Vom neuen KI-Gesetz dürften beinah alle Unternehmen betroffen sein. Das Gesetz gilt für
  • Anbieter (auch aus Drittländern), die KI-Systeme in der EU in Verkehr bringen oder in Betrieb nehmen,
  • (berufliche) Nutzer von KI-Systemen, die sich innerhalb der EU befinden und
  • Anbieter und Nutzer von KI-Systemen, die in einem Drittland niedergelassen oder ansässig sind, wenn das vom System hervorgebrachte Ergebnis innerhalb der EU verwendet wird.
Die nach dem Gesetz zu erfüllenden Pflichten werden für KI-Systeme mit hohem Risiko am höchsten sein und umfassen umfangreichen Dokumentations-, Transparenz- und Überwachungspflichten, einschließlich Risikobewertung und der Verpflichtung zur Einführung eines Risikomanagements.
Der Gesetzestext ist bereits verfügbar. Dennoch ist heute noch schwer abzusehen, ob die befürchteten negativen oder die positiven Auswirkungen des KI-Gesetzes überwiegen werden. Befürchtet werden negative Folgen der regulatorischen Hürden: Die Anforderungen des Gesetzes insbesondere an KI-Systeme der Hochrisiko-Klasse könnten insbesondere für kleine und mittlere Unternehmen (KMU) besonders belastend sein, da sie möglicherweise nicht über die Ressourcen verfügen, um diese Anforderungen zu erfüllen. Dies könnte das Innovationstempo verlangsamen und deutsche KMU gegenüber größeren Unternehmen oder Unternehmen in Ländern mit weniger strengen Vorschriften benachteiligen. Unspezifische Anforderungen und potenziell hohe Strafen bei Nichteinhaltung können zu Unsicherheiten führen, die Unternehmen dazu veranlassen könnten, risikoaverse Entscheidungen zu treffen. Dies könnte die Entwicklung und Einführung neuer KI-Anwendungen hemmen, insbesondere in Bereichen, die als risikoreich gelten.

● Aufgaben
1/ Gib aus dem Text zum KI-Gesetz den Abschnitt von "Vom neuen KI-Gesetz" bis "Einführung eines Risikomanagements." wortgetreu aus.
2/ Beantworte anhand des Textes zum KI-Gesetz:
(a) Für welche KI-Systeme werden die zu erfüllenden Pflichten am höchsten sein?
(b) Für welche Unternehmen könnten die Anforderungen besonders belastend sein?
(c) Was kann laut Text zu Unsicherheiten führen?
3/ Stimmen diese Aussagen mit dem Text zum KI-Gesetz überein?
(a) Das Gesetz gilt auch für Anbieter aus Drittländern.
(b) Der Gesetzestext ist noch nicht verfügbar.
(c) Es steht bereits fest, dass die positiven Auswirkungen des Gesetzes überwiegen.

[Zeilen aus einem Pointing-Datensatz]
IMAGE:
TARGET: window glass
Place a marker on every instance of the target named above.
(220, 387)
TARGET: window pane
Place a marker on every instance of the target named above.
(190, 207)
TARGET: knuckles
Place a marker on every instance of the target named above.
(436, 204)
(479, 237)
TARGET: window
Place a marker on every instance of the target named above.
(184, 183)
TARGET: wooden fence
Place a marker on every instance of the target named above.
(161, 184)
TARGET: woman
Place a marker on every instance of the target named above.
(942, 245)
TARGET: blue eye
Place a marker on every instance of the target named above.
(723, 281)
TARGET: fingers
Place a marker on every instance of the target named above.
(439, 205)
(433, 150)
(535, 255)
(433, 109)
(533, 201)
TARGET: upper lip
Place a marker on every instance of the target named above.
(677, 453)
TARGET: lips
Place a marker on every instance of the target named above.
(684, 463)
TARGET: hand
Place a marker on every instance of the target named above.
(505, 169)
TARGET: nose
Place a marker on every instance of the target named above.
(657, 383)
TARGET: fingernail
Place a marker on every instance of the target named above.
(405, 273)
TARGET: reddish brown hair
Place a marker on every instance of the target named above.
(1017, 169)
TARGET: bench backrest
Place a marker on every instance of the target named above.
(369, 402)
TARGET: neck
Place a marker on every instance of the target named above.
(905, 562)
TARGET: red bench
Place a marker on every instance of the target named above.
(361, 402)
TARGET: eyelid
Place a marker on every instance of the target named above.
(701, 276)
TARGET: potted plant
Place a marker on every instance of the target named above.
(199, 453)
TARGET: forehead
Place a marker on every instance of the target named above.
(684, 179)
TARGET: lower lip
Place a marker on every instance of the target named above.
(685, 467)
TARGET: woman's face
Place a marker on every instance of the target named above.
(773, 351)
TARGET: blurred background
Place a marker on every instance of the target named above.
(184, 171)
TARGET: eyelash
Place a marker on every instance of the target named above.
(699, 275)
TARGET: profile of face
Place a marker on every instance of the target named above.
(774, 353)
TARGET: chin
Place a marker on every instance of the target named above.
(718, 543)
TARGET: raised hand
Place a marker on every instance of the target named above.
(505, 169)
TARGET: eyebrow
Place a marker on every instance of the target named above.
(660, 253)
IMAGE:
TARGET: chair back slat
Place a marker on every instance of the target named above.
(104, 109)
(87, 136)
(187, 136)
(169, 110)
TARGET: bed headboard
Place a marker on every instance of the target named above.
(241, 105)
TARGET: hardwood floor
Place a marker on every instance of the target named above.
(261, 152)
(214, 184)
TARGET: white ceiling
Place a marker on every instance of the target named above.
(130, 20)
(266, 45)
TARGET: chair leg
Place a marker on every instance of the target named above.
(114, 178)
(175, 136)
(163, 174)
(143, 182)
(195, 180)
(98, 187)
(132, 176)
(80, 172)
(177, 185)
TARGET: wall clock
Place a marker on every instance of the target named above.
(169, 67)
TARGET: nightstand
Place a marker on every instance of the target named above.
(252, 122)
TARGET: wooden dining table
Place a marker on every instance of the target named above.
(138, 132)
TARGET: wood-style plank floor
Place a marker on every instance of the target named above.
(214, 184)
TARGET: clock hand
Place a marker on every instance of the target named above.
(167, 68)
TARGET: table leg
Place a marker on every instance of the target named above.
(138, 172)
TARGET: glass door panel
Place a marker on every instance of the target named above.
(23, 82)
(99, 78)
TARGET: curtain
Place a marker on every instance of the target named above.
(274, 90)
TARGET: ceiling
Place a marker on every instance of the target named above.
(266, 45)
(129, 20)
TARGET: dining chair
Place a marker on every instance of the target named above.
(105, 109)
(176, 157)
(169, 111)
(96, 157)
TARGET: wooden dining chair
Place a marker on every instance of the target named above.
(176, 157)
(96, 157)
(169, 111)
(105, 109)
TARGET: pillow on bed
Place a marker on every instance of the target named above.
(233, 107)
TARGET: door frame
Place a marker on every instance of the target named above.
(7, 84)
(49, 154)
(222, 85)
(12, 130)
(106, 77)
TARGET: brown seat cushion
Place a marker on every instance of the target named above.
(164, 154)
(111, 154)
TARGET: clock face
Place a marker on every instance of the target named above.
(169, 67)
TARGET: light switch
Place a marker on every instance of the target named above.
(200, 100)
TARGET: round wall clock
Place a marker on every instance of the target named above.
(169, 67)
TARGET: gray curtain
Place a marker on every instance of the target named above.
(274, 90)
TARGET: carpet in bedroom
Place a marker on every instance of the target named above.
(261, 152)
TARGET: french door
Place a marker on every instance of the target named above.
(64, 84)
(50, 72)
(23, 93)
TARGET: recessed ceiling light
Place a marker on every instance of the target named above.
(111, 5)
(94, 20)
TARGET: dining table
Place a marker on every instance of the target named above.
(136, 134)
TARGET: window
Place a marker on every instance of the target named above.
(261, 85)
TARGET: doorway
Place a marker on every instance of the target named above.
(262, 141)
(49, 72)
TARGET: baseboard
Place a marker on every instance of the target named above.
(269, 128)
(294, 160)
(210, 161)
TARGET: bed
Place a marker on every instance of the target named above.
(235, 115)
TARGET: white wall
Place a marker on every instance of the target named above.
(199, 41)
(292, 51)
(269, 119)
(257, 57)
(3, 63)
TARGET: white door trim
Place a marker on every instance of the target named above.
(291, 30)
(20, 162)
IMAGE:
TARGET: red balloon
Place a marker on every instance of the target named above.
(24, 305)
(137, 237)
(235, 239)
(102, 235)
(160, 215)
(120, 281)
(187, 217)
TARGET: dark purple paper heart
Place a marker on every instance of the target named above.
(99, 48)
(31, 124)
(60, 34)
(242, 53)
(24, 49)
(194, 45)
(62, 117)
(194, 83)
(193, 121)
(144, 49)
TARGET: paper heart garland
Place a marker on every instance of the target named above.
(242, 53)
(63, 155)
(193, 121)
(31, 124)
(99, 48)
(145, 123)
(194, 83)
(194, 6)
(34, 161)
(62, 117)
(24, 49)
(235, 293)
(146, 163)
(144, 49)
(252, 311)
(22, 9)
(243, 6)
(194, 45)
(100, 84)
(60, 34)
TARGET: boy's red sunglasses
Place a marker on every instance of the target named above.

● Gelöste Aufgaben
1/
Vom neuen KI-Gesetz dürften beinah alle Unternehmen betroffen sein. Das Gesetz gilt für
  • Anbieter (auch aus Drittländern), die KI-Systeme in der EU in Verkehr bringen oder in Betrieb nehmen,
  • (berufliche) Nutzer von KI-Systemen, die sich innerhalb der EU befinden und
  • Anbieter und Nutzer von KI-Systemen, die in einem Drittland niedergelassen oder ansässig sind, wenn das vom System hervorgebrachte Ergebnis innerhalb der EU verwendet wird.
Die nach dem Gesetz zu erfüllenden Pflichten werden für KI-Systeme mit hohem Risiko am höchsten sein und umfassen umfangreichen Dokumentations-, Transparenz- und Überwachungspflichten, einschließlich Risikobewertung und der Verpflichtung zur Einführung eines Risikomanagements.

2/
(a) Für KI-Systeme mit hohem Risiko.
(b) Für kleine und mittlere Unternehmen (KMU).
(c) Unspezifische Anforderungen und potenziell hohe Strafen bei Nichteinhaltung.

3/
(a) Ja: "Anbieter (auch aus Drittländern), die KI-Systeme in der EU in Verkehr bringen oder in Betrieb nehmen"
(b) Nein: "Der Gesetzestext ist bereits verfügbar."
(c) Nein: "Dennoch ist heute noch schwer abzusehen, ob die befürchteten negativen oder die positiven Auswirkungen des KI-Gesetzes überwiegen werden."